### SUPPLIED RECORDS ###

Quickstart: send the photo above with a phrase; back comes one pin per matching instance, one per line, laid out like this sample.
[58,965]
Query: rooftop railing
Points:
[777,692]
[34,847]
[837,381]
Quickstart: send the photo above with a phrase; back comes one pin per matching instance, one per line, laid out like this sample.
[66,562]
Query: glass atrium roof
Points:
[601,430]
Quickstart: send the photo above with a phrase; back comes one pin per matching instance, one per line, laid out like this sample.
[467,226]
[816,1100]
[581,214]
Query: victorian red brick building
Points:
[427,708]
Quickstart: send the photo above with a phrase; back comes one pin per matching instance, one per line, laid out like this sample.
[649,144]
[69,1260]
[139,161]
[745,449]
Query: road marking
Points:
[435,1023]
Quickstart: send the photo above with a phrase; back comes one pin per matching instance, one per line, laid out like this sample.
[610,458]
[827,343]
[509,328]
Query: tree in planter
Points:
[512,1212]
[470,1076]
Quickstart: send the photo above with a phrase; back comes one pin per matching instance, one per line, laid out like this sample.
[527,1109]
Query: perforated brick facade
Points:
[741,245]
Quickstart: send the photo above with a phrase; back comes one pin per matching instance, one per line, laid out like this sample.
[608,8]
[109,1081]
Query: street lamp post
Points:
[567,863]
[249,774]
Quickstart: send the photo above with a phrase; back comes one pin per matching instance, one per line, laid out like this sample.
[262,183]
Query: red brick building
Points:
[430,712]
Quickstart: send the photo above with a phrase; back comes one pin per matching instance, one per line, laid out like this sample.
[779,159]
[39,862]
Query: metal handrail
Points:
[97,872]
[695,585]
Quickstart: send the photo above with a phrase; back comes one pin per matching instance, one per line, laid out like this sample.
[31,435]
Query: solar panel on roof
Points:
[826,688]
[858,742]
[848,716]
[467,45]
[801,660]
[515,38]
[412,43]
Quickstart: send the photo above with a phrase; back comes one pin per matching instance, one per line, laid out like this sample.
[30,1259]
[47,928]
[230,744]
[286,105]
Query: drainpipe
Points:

###

__WHAT THIS TASK INVOLVES__. Return each line from the items above that contains the string "Query".

__RESPONSE TO THE EXERCISE__.
Query: rooftop railing
Query: glass atrium roof
Query: victorian red brick building
Query: road marking
Query: tree in planter
Query: perforated brick facade
Query: street lamp post
Query: red brick building
Query: metal handrail
Query: solar panel on roof
Query: drainpipe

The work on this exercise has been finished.